◆ **TASK OBJECTIVE**:
Repeat the items word for word, from the first line through the line that contains "(196, 133), (397, 812)", including that line. Omit the pictures.

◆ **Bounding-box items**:
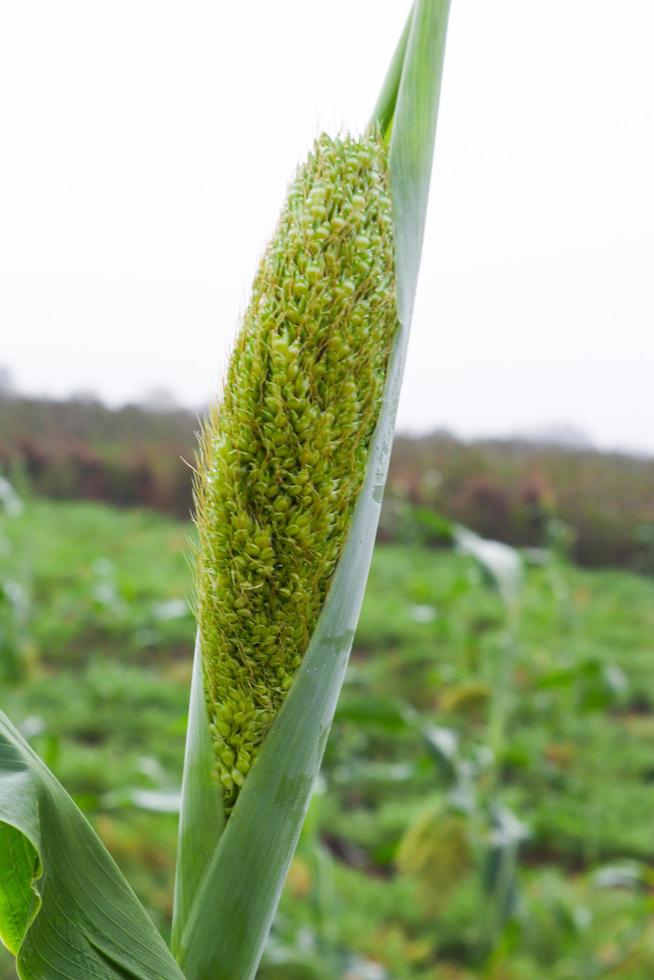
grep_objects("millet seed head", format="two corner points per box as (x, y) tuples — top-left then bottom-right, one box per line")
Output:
(195, 126), (397, 812)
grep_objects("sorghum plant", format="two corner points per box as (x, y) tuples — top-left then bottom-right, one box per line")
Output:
(0, 0), (449, 980)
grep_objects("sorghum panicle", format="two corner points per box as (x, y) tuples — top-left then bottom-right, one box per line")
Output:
(196, 133), (397, 812)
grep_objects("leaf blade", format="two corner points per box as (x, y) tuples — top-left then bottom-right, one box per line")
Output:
(171, 632), (225, 955)
(174, 0), (449, 980)
(0, 712), (183, 980)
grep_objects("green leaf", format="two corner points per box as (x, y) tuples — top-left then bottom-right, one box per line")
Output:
(0, 712), (183, 980)
(171, 635), (225, 956)
(176, 0), (449, 980)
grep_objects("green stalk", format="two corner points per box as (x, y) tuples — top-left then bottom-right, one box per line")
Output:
(173, 0), (449, 980)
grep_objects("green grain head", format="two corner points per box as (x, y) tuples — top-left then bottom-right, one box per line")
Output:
(195, 126), (397, 812)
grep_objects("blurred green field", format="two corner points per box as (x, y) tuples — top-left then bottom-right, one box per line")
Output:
(0, 500), (654, 980)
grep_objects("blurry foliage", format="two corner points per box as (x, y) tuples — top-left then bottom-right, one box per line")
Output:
(0, 392), (654, 574)
(0, 498), (654, 980)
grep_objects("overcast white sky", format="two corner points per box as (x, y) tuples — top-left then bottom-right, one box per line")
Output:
(0, 0), (654, 452)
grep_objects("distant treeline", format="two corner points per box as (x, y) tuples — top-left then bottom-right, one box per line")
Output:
(0, 396), (654, 571)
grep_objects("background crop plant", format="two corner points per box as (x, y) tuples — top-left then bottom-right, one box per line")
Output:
(0, 0), (449, 980)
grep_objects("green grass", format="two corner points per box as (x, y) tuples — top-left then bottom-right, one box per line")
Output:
(0, 501), (654, 980)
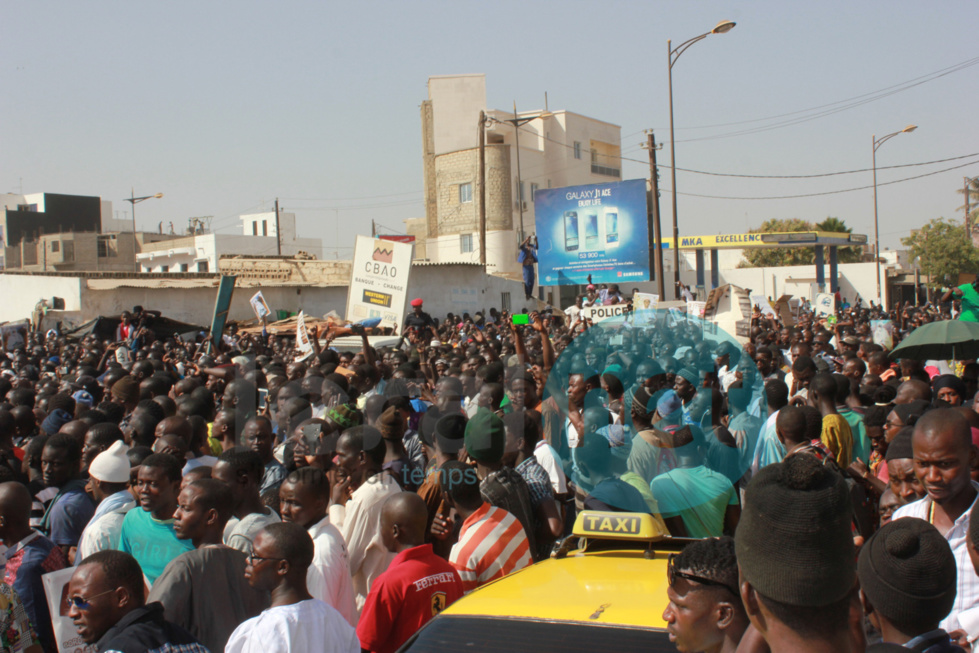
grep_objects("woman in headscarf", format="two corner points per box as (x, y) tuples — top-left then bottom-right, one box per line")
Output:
(931, 374), (967, 407)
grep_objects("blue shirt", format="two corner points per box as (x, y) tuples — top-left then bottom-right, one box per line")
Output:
(119, 507), (194, 584)
(49, 489), (95, 546)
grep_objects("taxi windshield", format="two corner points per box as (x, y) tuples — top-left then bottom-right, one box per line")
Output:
(401, 615), (676, 653)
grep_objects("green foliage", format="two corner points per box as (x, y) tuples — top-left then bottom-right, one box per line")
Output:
(738, 217), (861, 268)
(901, 218), (979, 286)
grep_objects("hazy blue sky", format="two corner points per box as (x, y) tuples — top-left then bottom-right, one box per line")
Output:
(0, 0), (979, 256)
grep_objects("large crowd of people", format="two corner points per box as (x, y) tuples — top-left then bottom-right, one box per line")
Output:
(0, 276), (979, 653)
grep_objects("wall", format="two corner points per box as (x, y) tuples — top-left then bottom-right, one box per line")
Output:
(78, 286), (347, 326)
(428, 74), (486, 154)
(0, 261), (528, 325)
(408, 263), (529, 318)
(138, 233), (322, 272)
(0, 274), (83, 322)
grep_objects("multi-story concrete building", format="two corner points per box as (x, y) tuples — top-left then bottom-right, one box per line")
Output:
(136, 211), (323, 272)
(420, 74), (621, 276)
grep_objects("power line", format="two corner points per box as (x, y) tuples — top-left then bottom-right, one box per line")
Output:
(666, 159), (979, 200)
(279, 190), (422, 202)
(677, 57), (979, 143)
(506, 118), (979, 181)
(676, 57), (979, 134)
(676, 152), (979, 177)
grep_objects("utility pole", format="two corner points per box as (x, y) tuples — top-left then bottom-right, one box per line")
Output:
(275, 197), (282, 256)
(513, 100), (524, 242)
(476, 111), (486, 266)
(646, 130), (666, 301)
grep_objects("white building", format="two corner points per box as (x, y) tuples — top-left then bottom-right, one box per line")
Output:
(136, 211), (323, 272)
(420, 74), (621, 276)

◆ **COMPLETE OUTPUT**:
grep_objects("millet seed head", format="two corner points per box as (x, y) tuples — top-left then bottom-right, one box per line")
Output:
(195, 126), (397, 812)
grep_objects("sorghum plant", format="two corner points per box as (x, y) tuples — top-left then bottom-right, one box per line")
Output:
(0, 0), (449, 980)
grep_objects("sorghum panicle", format="two corner points per box as (x, y) tuples — top-left then bottom-right, one box per line")
Output:
(196, 133), (397, 812)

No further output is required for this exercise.